Extract provided
┌──

My early childhood was idyllic in many respects – I spent my early years living with my parents and extended family on a large piece of property in Germany that had been in my family for nearly a hundred years situated in a village my family had inhabited for eons. The land had been farmed for generations and, at one point, we even had our own mill. Our family was well-known in the region and had a certain level of respect and status.

Despite the changes modernity brought with it, we still had crops and animals, including the pigs my great-uncle butchered for the family restaurant that sat at the front of the property and the rows of apple trees that were transformed into apfelsaft and apfelwein. We also had large deciduous trees that provided shade and shelter, allowing me to imagine I existed among the fairies and gnomes common to German lore and culture. As a young girl of three, I was free to roam far and wide on the family property since I could never go too far without being under the watchful eyes of one family member or another. This was normal and natural – there was nothing to fear in this small village, surrounded by those that loved and cherished me.

And in those moments of adventure, the sense of freedom creating a sense of expansiveness in my chest, I might find myself enjoying a flower or watching the clouds pass when, seemingly out of thin air, my great-uncle, the butcher, would appear from behind a door or around a corner holding a long knife and wearing a soiled apron, the remnants of our pigs.

└──

Exercise 1
According to the childhood passage, for about how long had the family's property in Germany been in the family?
The childhood passage and the entries are separate pieces of material.

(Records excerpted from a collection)

┌──

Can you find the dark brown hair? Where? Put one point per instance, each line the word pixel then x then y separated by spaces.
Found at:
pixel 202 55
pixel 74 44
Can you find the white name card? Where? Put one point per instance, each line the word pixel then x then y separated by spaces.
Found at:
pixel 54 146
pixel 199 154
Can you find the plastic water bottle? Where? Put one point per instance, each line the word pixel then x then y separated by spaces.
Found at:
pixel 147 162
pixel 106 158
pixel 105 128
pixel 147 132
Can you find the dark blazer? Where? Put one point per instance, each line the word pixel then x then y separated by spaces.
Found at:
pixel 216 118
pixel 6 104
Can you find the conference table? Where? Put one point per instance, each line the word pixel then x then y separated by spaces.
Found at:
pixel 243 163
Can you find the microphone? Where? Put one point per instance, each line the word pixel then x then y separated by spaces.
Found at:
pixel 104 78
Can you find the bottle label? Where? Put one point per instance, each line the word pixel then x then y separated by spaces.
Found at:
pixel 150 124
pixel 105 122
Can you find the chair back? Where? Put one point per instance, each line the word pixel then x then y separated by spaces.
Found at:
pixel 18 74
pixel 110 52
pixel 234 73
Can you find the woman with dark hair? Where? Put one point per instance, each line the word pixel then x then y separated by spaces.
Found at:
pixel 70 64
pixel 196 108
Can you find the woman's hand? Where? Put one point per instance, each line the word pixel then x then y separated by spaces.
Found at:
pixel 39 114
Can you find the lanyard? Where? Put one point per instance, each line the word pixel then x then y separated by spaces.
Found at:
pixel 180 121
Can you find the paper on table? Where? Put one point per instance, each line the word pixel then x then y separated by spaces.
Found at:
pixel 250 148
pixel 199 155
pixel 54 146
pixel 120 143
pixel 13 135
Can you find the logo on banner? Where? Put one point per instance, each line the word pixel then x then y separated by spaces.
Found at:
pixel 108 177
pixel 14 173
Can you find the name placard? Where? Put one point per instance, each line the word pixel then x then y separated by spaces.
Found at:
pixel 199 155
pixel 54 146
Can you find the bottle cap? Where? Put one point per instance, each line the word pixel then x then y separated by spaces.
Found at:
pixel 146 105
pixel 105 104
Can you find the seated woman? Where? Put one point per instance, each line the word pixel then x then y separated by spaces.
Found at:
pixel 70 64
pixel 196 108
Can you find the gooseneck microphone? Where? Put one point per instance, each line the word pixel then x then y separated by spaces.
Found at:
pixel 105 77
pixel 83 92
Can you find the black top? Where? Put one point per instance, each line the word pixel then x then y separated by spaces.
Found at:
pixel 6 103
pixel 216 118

└──

Exercise 2
Edit the entries starting at the beginning of the entries and ending at the line that contains "pixel 105 122". Replace "conference table" with "meeting table", change nothing else, and return only those lines.

Task output 1
Nearly a hundred years.

Task output 2
Can you find the dark brown hair? Where? Put one point per instance, each line the word pixel then x then y separated by spaces.
Found at:
pixel 202 55
pixel 74 44
Can you find the white name card? Where? Put one point per instance, each line the word pixel then x then y separated by spaces.
Found at:
pixel 54 146
pixel 199 154
Can you find the plastic water bottle? Where? Put one point per instance, each line the word pixel then x then y separated by spaces.
Found at:
pixel 147 162
pixel 106 158
pixel 105 128
pixel 147 132
Can you find the dark blazer? Where? Put one point per instance, each line the word pixel then x then y separated by spaces.
Found at:
pixel 216 118
pixel 6 104
Can you find the meeting table? Where? Put one point per instance, each line the word pixel then x then y separated by spaces.
Found at:
pixel 243 163
Can you find the microphone? Where? Put one point per instance, each line the word pixel then x then y separated by spaces.
Found at:
pixel 104 78
Can you find the bottle label? Where? Put one point per instance, each line the word pixel then x then y separated by spaces.
Found at:
pixel 150 124
pixel 105 122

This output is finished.